___ Source data

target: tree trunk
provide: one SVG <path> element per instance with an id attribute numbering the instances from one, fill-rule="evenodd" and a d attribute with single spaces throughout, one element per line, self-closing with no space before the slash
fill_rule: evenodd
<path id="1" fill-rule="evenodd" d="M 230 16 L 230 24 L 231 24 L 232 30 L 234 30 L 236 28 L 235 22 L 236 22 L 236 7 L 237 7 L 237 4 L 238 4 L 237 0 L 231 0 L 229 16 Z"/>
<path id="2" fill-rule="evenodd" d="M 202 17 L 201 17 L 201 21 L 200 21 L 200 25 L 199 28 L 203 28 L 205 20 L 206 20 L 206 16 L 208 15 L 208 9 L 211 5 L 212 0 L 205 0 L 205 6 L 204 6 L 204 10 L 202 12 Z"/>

______

▸ **Written problem**
How many lines in the material above contain the string "path"? Reply with the number alone.

▸ **Correct result**
3